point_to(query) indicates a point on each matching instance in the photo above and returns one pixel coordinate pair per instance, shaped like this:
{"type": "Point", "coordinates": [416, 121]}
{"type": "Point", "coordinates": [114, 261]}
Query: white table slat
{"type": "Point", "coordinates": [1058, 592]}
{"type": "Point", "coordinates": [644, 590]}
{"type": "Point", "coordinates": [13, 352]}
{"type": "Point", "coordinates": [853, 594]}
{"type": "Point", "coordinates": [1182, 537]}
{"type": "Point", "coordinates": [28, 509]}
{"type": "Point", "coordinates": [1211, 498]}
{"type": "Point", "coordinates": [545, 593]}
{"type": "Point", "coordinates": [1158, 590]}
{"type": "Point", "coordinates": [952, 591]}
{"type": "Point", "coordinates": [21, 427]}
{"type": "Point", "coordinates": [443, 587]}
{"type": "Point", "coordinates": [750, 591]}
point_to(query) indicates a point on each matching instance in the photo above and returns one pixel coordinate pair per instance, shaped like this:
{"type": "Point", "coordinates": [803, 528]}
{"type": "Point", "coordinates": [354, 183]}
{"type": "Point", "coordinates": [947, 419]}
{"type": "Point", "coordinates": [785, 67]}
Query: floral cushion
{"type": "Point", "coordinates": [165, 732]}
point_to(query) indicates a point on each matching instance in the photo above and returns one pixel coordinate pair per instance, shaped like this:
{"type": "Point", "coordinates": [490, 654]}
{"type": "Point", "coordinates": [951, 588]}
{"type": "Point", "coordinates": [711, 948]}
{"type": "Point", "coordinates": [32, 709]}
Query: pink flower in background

* * * * *

# [The exercise]
Render the entries as a numbered list, starting with the first line and going on through the line with "Query: white table slat", both included. Leave out any blank lines.

# [Expected answer]
1. point_to(query) indicates a point on each matching instance in the photo above and returns one pixel coordinate pair per instance, shaped like this:
2. {"type": "Point", "coordinates": [416, 121]}
3. {"type": "Point", "coordinates": [114, 261]}
4. Query: white table slat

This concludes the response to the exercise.